=== Request ===
Exactly repeat the material, dropping only the pictures.

=== Records ===
%%
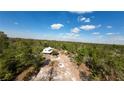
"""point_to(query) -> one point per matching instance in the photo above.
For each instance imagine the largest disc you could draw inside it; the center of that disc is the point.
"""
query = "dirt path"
(59, 69)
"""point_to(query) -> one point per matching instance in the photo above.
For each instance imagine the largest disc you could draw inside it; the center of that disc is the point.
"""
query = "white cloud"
(112, 33)
(81, 12)
(75, 30)
(56, 26)
(16, 23)
(98, 26)
(87, 20)
(95, 33)
(109, 26)
(83, 19)
(88, 27)
(109, 33)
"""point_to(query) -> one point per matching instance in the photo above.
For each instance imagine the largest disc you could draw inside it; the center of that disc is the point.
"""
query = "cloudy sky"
(80, 26)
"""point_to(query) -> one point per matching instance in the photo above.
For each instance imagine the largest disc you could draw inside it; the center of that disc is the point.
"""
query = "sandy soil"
(59, 69)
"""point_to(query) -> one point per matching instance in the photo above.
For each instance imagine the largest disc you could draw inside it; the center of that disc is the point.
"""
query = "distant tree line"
(106, 62)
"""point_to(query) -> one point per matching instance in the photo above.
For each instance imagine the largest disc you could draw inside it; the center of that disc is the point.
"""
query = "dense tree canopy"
(106, 62)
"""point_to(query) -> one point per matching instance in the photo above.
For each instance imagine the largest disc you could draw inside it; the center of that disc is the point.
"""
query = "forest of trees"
(106, 62)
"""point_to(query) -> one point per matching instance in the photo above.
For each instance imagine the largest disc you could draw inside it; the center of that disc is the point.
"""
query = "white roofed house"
(47, 50)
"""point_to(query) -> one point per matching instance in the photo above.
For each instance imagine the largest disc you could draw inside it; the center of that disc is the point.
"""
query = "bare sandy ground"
(59, 69)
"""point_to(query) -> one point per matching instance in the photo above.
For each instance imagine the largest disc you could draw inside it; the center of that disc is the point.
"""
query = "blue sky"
(80, 26)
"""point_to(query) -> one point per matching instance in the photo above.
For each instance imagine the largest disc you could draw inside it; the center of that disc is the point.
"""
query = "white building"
(47, 50)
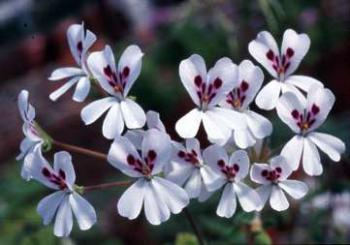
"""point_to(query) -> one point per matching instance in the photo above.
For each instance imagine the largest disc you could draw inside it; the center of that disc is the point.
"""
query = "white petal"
(63, 162)
(48, 206)
(158, 142)
(299, 43)
(256, 173)
(244, 138)
(292, 151)
(156, 210)
(228, 203)
(264, 193)
(280, 161)
(294, 188)
(227, 72)
(259, 47)
(113, 124)
(64, 219)
(188, 125)
(253, 76)
(278, 200)
(120, 149)
(189, 69)
(64, 88)
(82, 89)
(324, 99)
(94, 110)
(153, 121)
(210, 178)
(133, 114)
(131, 58)
(288, 103)
(260, 126)
(174, 196)
(97, 62)
(194, 184)
(247, 197)
(130, 203)
(302, 82)
(83, 211)
(66, 72)
(311, 159)
(268, 96)
(241, 159)
(329, 144)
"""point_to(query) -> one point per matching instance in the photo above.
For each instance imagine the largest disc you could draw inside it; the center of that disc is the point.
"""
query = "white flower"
(250, 78)
(64, 200)
(232, 170)
(189, 170)
(206, 91)
(32, 141)
(274, 182)
(117, 83)
(304, 117)
(79, 40)
(281, 64)
(159, 196)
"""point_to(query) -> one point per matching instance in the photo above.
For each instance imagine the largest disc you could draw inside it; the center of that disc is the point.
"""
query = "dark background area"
(33, 43)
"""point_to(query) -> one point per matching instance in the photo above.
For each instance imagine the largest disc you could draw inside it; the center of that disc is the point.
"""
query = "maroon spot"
(130, 159)
(221, 163)
(264, 173)
(270, 55)
(295, 114)
(46, 172)
(181, 154)
(62, 174)
(244, 86)
(107, 71)
(152, 155)
(80, 46)
(290, 52)
(198, 81)
(126, 71)
(217, 83)
(315, 109)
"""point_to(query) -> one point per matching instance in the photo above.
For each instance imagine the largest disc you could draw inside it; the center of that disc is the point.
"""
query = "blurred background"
(33, 43)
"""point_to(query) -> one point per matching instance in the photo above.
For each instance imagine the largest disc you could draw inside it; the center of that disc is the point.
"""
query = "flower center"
(117, 82)
(190, 157)
(280, 64)
(58, 180)
(229, 171)
(307, 119)
(206, 92)
(272, 175)
(144, 167)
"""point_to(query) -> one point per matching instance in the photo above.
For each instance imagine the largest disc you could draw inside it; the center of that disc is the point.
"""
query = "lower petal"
(329, 144)
(268, 96)
(133, 114)
(228, 203)
(188, 125)
(83, 211)
(278, 200)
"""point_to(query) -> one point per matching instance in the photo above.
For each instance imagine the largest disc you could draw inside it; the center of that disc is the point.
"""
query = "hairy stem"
(80, 150)
(105, 185)
(194, 226)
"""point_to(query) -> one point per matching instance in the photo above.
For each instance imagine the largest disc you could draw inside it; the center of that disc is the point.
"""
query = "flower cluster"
(169, 173)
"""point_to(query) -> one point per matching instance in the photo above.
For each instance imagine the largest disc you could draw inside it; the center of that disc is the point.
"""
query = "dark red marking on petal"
(270, 55)
(290, 52)
(198, 81)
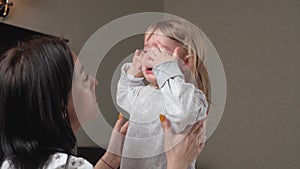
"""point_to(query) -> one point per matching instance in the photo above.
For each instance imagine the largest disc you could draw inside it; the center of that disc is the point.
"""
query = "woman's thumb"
(164, 122)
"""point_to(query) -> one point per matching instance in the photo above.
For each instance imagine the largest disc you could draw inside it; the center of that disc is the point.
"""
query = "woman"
(37, 113)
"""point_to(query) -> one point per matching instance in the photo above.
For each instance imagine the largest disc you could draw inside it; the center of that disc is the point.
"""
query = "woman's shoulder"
(59, 161)
(62, 160)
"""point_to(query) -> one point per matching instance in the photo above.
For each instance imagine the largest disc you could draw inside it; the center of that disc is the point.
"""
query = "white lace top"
(180, 101)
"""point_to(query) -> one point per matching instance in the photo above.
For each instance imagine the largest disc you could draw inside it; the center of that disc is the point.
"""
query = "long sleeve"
(129, 88)
(184, 103)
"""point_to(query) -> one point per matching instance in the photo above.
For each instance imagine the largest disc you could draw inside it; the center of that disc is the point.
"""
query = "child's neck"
(154, 85)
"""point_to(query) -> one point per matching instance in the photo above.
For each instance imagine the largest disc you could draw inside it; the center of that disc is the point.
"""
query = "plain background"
(258, 43)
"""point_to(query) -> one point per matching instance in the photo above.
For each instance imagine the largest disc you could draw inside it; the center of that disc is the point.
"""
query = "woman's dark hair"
(35, 81)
%%
=== Output of the exercise ===
"""point_to(query) -> one point per matching instance in the photo above.
For each instance imagine the largest disc you could draw inside it; the center of that disc is the point.
"""
query = "dirt path"
(59, 69)
"""point_to(query) -> one point per matching instance in the photo above.
For each instance imagine the largest disc you could draw inside it; the center of that disc is the point.
"""
query = "white cloud"
(112, 33)
(81, 12)
(75, 30)
(56, 26)
(16, 23)
(98, 26)
(87, 20)
(95, 33)
(109, 26)
(83, 19)
(88, 27)
(109, 33)
"""point_to(query) -> one point per matching instance in the photo above.
For each instance imagine the largest disc you could draw inside it; the center of that disc is the point.
"""
query = "cloudy sky"
(80, 26)
"""point_to(query) -> one point per matching instance in the photo above.
For each instance imagine the largest disc you could draw inside it; the center of that disc is the point.
"""
query = "sandy soil"
(59, 69)
"""point_to(query) -> one point per matching instance in the photo above.
For each instance imagine the largest disc you could draw inside it; the center of that disc is the point.
"""
query = "distant tree line"
(106, 62)
"""point_to(query) -> one point per matching instance in the photo above.
For each instance imagine the largest disc you could draw inside it; the center of that disc is the point.
"""
query = "dense tree canopy"
(106, 62)
"""point_to(query) -> one point per matching instance in the photo above.
For each instance imagine the largest disc you could draw inside it; the center of that disc is the point.
"""
query = "forest of trees"
(106, 62)
"""point_to(query) -> one point per matching instance in the photo above.
For each instance imagine the largest disc you could draw inside it; the center of that disc is the point.
"""
query = "white roofed house"
(47, 50)
"""point_to(query) -> one point per matching instance in the photo above.
For each instance imagine the largest disc you could draw inside it; the center of that disc is the point.
"""
query = "bare sandy ground"
(59, 69)
"""point_to(query) -> one point per matching instance in the photo above.
For each instance imagine the largest disc you could draw inside it; the center of that disc is the point.
"""
query = "blue sky"
(80, 26)
"""point_to(query) -> one point per matching instance in the photo above.
For each instance imagine the largest disc you could draw inside it; the center of that disc is the point.
"""
query = "white building"
(47, 50)
"""point_to(query) -> one point per matching instance in the photo above.
For each instance imagine the largest disc you could draw inside it; the center of that disc is the point.
"""
query = "white petal"
(63, 162)
(48, 206)
(158, 142)
(299, 43)
(256, 173)
(244, 138)
(292, 151)
(156, 210)
(228, 203)
(264, 193)
(280, 161)
(294, 188)
(227, 72)
(259, 47)
(113, 124)
(64, 219)
(188, 125)
(253, 76)
(278, 200)
(120, 149)
(189, 69)
(64, 88)
(82, 89)
(324, 99)
(94, 110)
(153, 121)
(210, 178)
(133, 114)
(131, 58)
(288, 103)
(260, 126)
(174, 196)
(97, 62)
(194, 184)
(247, 197)
(130, 203)
(302, 82)
(83, 211)
(66, 72)
(311, 159)
(268, 96)
(241, 159)
(329, 144)
"""point_to(query) -> one point per matching instance in the photo above.
For each instance imagine the largest disc you could draw inside it; the center of that disc is the point.
"""
query = "white flower"
(250, 78)
(64, 200)
(232, 170)
(189, 170)
(206, 91)
(32, 141)
(274, 182)
(117, 83)
(304, 117)
(79, 40)
(281, 64)
(159, 196)
"""point_to(query) -> one point per matching instance in the photo above.
For each instance imagine the largest disc you could draw inside it; the center of that disc is the point.
"""
query = "dark background area"
(33, 43)
"""point_to(query) -> one point per matching instance in the photo above.
For each instance imagine the largest disc you could draw inside it; the center of that disc is the point.
"""
query = "maroon spot"
(130, 159)
(221, 163)
(264, 173)
(270, 55)
(295, 114)
(46, 172)
(181, 154)
(62, 174)
(244, 86)
(107, 71)
(152, 155)
(80, 46)
(290, 52)
(198, 81)
(126, 71)
(217, 83)
(315, 109)
"""point_to(query) -> one point per matching instance in the photo above.
For each instance imagine the largest disc you could draw inside it; the center of that disc is the point.
"""
query = "blurred background"
(33, 43)
"""point_to(query) -> one point per matching instance in the photo above.
For each instance imagine the largest disc you could draw inside it; the center of that disc is the point.
"""
query = "flower center"
(117, 82)
(190, 157)
(280, 64)
(58, 180)
(229, 171)
(307, 119)
(206, 92)
(272, 175)
(144, 167)
"""point_to(query) -> one point per matching instance in the photo above.
For each instance imagine the largest disc you could draw inside it; the center of that disc is the point.
"""
query = "lower petal"
(329, 144)
(268, 96)
(133, 114)
(228, 203)
(188, 125)
(83, 211)
(278, 200)
"""point_to(query) -> one point per matching instance in the photo above.
For each instance imagine the largest disc you could draw inside it; the center of that disc is the point.
"""
query = "hairy stem"
(80, 150)
(105, 185)
(194, 226)
"""point_to(query) -> one point per matching instance in the photo above.
For each instance imagine the largest disc you could draw inside it; the center of that disc is the point.
"""
query = "flower cluster"
(169, 173)
"""point_to(query) -> one point per matching instance in the photo above.
For each instance imagine the largest disc you could draw inside it; the center of that disc is the point.
"""
query = "dark red marking on petal"
(270, 55)
(290, 52)
(198, 81)
"""point_to(query) -> one point per matching instance in the photo above.
For each instance imagine the largest disc you could draw inside it; the center of that disc is the point.
"""
query = "woman's thumb"
(164, 122)
"""point_to(query) -> one point per matching instance in the photo above.
For each instance imagine the largest disc you could draw inside it; the center of that disc is the point.
"""
query = "woman"
(37, 113)
"""point_to(query) -> one point per matching instance in the photo above.
For each instance imagine the largest disc you could draw inside it; the center of that disc is the point.
"""
query = "woman's shoulder"
(59, 161)
(62, 160)
"""point_to(query) -> one point per matching instance in the photo above.
For each instance imagine the largest disc you could draw inside it; the center of that disc is the point.
"""
query = "white lace top"
(180, 101)
"""point_to(query) -> one point per matching instance in the photo above.
For each instance imagine the largest disc you could draw inside it; the center of that disc is the point.
"""
query = "long sleeve"
(129, 88)
(184, 103)
"""point_to(query) -> one point per matching instance in the photo above.
For each instance imagine the largest disc you could draw inside it; the center of that disc is the point.
"""
query = "child's neck"
(154, 85)
"""point_to(query) -> one point per matching instance in the photo above.
For each instance imagine the largest disc you could draw inside it; the center of that disc is the point.
"""
query = "plain background"
(258, 43)
"""point_to(query) -> one point per matching instance in the photo above.
For each instance imagine the largest disc you could draw inside it; the center of that disc is the point.
"""
query = "woman's dark hair"
(35, 81)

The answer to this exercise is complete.